====== Working data ======
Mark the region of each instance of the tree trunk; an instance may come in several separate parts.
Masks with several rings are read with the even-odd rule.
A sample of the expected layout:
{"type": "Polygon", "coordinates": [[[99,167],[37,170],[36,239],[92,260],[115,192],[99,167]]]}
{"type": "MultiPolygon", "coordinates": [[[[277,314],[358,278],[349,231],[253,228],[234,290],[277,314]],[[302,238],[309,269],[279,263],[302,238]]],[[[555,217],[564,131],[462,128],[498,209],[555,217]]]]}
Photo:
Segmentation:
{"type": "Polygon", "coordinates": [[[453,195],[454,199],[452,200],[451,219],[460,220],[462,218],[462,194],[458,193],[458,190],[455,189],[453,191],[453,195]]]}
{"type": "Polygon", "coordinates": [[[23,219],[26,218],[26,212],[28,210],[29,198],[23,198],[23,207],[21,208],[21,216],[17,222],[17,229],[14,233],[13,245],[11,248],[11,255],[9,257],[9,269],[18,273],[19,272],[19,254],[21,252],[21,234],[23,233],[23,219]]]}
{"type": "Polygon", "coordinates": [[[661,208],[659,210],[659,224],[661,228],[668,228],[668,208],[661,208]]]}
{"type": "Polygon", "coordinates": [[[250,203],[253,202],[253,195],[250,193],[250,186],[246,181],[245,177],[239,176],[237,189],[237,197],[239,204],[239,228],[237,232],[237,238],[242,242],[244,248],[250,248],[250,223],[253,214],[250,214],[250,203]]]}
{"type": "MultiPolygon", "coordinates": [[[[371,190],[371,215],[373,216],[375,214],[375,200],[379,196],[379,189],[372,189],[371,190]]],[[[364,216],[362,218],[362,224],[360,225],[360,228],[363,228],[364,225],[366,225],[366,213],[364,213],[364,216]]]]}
======
[What the task requires] Reproduce the data above in full, substituting "utility pole" for "tree trunk" and leaving every other character unchanged.

[Reply]
Mark the region of each instance of the utility pole; an instance may come in several separate parts.
Masks with several rings are read with the even-odd rule.
A sample of the expected layout:
{"type": "Polygon", "coordinates": [[[99,167],[37,170],[36,239],[92,260],[115,192],[99,167]]]}
{"type": "MultiPolygon", "coordinates": [[[[277,314],[358,278],[349,231],[253,228],[234,290],[277,314]],[[302,238],[309,269],[279,263],[302,238]]],[[[555,217],[564,131],[462,128],[498,209],[555,217]]]]}
Photo:
Segmentation:
{"type": "Polygon", "coordinates": [[[453,195],[454,199],[452,200],[451,219],[460,220],[462,218],[462,194],[458,193],[458,190],[455,189],[453,191],[453,195]]]}
{"type": "Polygon", "coordinates": [[[23,219],[26,218],[26,212],[28,210],[29,198],[23,198],[23,207],[21,208],[21,216],[17,222],[17,229],[14,233],[13,245],[11,248],[11,255],[9,257],[9,269],[18,273],[19,272],[19,254],[21,252],[21,234],[23,233],[23,219]]]}
{"type": "Polygon", "coordinates": [[[661,208],[659,210],[659,224],[661,228],[668,228],[668,208],[661,208]]]}
{"type": "Polygon", "coordinates": [[[250,203],[253,202],[253,195],[250,193],[250,186],[246,181],[245,177],[239,176],[237,189],[237,197],[239,204],[239,228],[237,232],[237,238],[242,242],[244,248],[250,248],[250,223],[253,214],[250,214],[250,203]]]}
{"type": "MultiPolygon", "coordinates": [[[[371,190],[371,215],[373,216],[375,214],[375,200],[379,196],[379,189],[372,189],[371,190]]],[[[364,216],[362,218],[362,224],[360,225],[360,228],[363,228],[364,225],[366,225],[366,213],[364,213],[364,216]]]]}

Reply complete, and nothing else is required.